==== Ausgewählter Text

Leipziger Biercomment
Einleitung
§ 1
Der Leipziger Biercomment ist eine aus dem Gewohnheitsrecht entsprungene rechtskräftige Norm, nach der sich alle Leipziger Bierburschen und Füchse, wo und wann sie zusammen in commentmäßigem Stoffe (siehe § 7) kneipen, zu richten haben, und nach der die vorkommenden Bierstreitigkeiten zu entscheiden sind.
§ 2
Der Zweck des Biercomment ist die Regelung der bierrechtlichen Verhältnisse und die Herbeiführung eines gemütlich geordneten Kneipwesens.
§ 3
Dieser Biercomment soll stets da gelten, wo Leipziger Bierburschen und Füchse zusammen kneipen, doch muss mindestens ein bierehrlicher Bursch zugegen und der Stoff ein nach § 7 commenmäßiger sein.

========
==== Angezeigte Informationen

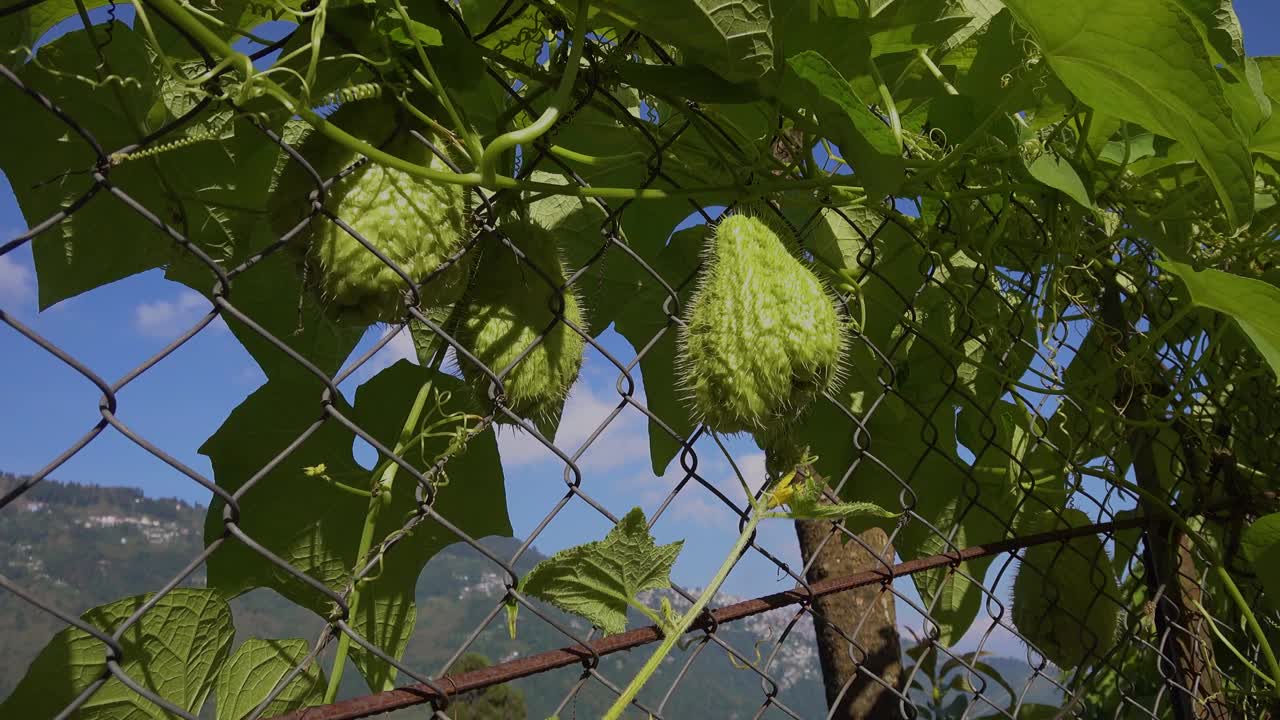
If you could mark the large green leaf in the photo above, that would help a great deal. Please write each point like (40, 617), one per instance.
(1255, 305)
(255, 669)
(1261, 547)
(1144, 62)
(49, 169)
(173, 651)
(732, 37)
(316, 527)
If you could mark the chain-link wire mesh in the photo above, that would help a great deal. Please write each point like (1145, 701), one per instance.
(961, 367)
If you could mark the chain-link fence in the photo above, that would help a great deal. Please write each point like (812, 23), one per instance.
(984, 387)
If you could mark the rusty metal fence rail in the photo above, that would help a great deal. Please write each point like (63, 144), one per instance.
(1165, 662)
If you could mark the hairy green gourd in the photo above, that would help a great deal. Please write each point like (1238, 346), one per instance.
(508, 308)
(1065, 596)
(417, 224)
(762, 336)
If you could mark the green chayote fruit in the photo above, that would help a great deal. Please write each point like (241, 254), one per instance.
(415, 223)
(762, 336)
(508, 308)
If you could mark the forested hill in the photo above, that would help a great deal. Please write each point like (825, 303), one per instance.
(78, 546)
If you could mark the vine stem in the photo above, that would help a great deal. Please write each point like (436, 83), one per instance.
(503, 142)
(672, 634)
(385, 478)
(1219, 568)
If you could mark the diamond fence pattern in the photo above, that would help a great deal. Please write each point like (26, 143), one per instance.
(1164, 665)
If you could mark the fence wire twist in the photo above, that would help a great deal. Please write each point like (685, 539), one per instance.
(888, 250)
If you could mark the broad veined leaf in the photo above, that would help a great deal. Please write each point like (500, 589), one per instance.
(1057, 173)
(1261, 547)
(1255, 305)
(693, 82)
(1146, 63)
(173, 651)
(805, 501)
(104, 240)
(859, 132)
(255, 669)
(315, 525)
(732, 37)
(613, 277)
(600, 579)
(908, 24)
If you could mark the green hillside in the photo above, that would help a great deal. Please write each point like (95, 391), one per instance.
(80, 546)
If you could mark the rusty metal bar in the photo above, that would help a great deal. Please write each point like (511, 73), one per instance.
(501, 673)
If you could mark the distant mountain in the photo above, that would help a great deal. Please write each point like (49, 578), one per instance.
(81, 546)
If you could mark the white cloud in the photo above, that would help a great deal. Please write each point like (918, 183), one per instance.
(169, 318)
(17, 282)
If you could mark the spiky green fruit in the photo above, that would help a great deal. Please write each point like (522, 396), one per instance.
(417, 224)
(1065, 595)
(762, 337)
(508, 308)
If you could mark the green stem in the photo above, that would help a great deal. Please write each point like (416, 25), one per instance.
(1219, 568)
(503, 142)
(672, 636)
(936, 72)
(366, 536)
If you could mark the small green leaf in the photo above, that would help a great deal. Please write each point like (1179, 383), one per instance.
(174, 651)
(393, 26)
(1255, 305)
(1059, 173)
(254, 671)
(600, 579)
(732, 37)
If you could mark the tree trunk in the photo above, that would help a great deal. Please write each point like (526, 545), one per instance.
(872, 665)
(867, 615)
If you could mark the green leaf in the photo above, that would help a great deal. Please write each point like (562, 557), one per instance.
(394, 28)
(600, 579)
(859, 132)
(1255, 305)
(1059, 173)
(1266, 140)
(316, 525)
(1260, 536)
(254, 671)
(1143, 60)
(810, 506)
(174, 651)
(732, 37)
(1260, 543)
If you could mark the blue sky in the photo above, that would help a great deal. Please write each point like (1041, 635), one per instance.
(184, 399)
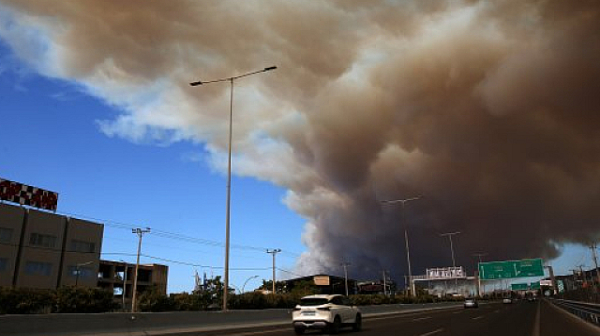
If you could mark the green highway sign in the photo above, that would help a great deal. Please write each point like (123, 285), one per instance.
(511, 269)
(515, 287)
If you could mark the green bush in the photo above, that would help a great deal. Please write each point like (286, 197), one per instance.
(25, 301)
(152, 300)
(84, 300)
(63, 300)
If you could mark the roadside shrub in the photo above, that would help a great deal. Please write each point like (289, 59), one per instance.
(84, 300)
(26, 301)
(152, 300)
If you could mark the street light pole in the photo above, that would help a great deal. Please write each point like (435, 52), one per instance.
(449, 235)
(77, 271)
(273, 252)
(345, 265)
(124, 282)
(245, 282)
(228, 203)
(140, 233)
(404, 201)
(479, 289)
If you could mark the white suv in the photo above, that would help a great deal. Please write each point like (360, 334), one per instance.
(330, 312)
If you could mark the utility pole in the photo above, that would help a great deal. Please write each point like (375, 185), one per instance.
(384, 284)
(593, 247)
(479, 288)
(124, 283)
(583, 276)
(140, 233)
(410, 284)
(229, 145)
(273, 252)
(345, 265)
(449, 235)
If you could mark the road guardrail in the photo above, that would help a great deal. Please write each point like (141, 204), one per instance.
(587, 311)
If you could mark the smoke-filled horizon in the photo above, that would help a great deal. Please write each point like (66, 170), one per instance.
(488, 109)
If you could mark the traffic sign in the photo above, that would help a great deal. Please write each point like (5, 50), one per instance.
(516, 287)
(511, 269)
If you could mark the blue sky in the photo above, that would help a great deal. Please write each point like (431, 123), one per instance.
(51, 139)
(442, 102)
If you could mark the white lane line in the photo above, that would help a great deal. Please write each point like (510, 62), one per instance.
(536, 322)
(422, 318)
(259, 332)
(432, 332)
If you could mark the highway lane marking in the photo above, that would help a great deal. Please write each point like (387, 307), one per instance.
(258, 332)
(536, 322)
(432, 332)
(422, 318)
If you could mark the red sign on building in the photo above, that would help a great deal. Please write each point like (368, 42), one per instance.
(28, 195)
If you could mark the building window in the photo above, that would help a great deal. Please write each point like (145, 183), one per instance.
(5, 235)
(38, 239)
(38, 268)
(3, 264)
(82, 246)
(84, 272)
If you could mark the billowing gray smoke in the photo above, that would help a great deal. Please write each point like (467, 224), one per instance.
(489, 109)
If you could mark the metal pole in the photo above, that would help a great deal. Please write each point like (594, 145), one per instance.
(140, 234)
(228, 204)
(245, 282)
(450, 234)
(593, 246)
(125, 284)
(274, 252)
(77, 276)
(345, 265)
(410, 285)
(480, 289)
(384, 290)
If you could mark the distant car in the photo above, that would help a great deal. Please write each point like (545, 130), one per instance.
(325, 312)
(471, 303)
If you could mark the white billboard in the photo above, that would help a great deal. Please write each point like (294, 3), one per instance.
(445, 273)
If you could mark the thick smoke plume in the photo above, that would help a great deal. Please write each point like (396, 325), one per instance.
(489, 109)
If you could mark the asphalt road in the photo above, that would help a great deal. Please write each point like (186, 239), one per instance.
(522, 318)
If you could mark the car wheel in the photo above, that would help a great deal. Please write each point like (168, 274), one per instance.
(335, 327)
(357, 326)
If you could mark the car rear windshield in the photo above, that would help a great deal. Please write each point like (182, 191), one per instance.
(313, 302)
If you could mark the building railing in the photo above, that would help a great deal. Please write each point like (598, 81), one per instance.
(587, 311)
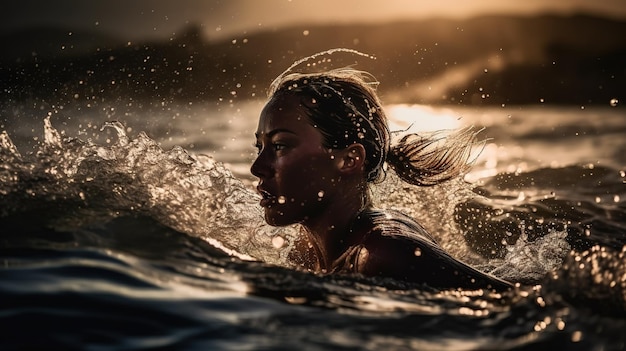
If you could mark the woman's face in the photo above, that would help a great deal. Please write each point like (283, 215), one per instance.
(297, 175)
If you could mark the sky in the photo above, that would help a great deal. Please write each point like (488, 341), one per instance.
(134, 19)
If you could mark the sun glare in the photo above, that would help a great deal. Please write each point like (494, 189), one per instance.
(420, 118)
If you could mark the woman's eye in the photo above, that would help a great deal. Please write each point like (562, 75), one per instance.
(279, 147)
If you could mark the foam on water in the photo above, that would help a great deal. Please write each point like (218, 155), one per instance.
(197, 195)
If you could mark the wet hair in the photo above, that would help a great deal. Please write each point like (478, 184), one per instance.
(344, 106)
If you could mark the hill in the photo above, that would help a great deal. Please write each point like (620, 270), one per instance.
(485, 60)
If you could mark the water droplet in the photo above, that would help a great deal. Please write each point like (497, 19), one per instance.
(278, 241)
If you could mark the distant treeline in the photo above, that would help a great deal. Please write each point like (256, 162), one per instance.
(485, 60)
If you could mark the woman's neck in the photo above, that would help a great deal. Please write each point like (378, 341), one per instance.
(329, 232)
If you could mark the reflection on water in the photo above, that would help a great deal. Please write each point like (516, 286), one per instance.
(108, 239)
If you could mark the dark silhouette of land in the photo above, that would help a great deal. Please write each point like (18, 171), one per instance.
(552, 59)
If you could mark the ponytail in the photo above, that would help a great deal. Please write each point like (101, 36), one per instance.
(432, 158)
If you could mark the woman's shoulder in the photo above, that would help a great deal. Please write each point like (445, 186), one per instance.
(398, 247)
(392, 223)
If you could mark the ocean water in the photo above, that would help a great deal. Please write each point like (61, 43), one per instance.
(136, 227)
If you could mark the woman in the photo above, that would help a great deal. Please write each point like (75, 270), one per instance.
(322, 139)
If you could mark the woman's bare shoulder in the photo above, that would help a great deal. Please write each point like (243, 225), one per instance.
(395, 248)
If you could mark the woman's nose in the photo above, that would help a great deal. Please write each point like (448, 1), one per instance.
(260, 167)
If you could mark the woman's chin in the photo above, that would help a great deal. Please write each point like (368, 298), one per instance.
(277, 218)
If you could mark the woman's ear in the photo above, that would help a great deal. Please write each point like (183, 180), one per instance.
(352, 159)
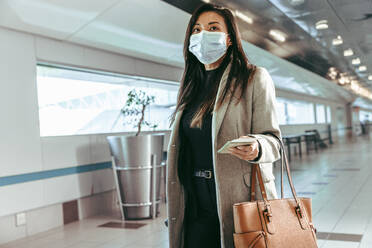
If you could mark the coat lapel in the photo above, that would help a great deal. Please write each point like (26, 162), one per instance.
(217, 116)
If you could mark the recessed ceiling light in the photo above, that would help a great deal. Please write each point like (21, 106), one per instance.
(348, 52)
(278, 35)
(244, 17)
(323, 24)
(355, 61)
(337, 41)
(362, 68)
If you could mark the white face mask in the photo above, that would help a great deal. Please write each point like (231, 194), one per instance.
(207, 46)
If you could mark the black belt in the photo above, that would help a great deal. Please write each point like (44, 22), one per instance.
(203, 173)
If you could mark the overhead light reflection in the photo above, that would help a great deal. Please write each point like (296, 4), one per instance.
(355, 61)
(348, 52)
(278, 35)
(322, 24)
(244, 17)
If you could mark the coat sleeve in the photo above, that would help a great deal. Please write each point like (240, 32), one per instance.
(264, 117)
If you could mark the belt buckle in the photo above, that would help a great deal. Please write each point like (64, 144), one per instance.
(209, 174)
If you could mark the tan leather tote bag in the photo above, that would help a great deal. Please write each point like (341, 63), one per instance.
(276, 223)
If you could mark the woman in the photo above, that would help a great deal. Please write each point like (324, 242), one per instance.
(222, 97)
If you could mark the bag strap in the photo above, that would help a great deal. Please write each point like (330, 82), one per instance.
(284, 162)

========

#### [Aufgabendetails]
Wie lautet der Satz „Der Zweck des Biercomment ist die Regelung der bierrechtlichen Verhältnisse und die Herbeiführung eines gemütlich geordneten Kneipwesens.“ aus dem Text zum Leipziger Biercomment auf Englisch? Die Datensätze stehen in keinem Zusammenhang mit dem Text zum Leipziger Biercomment.

#### [Antwort zur Übung]
The purpose of the Biercomment is to regulate matters under beer law and to bring about a comfortably orderly drinking life.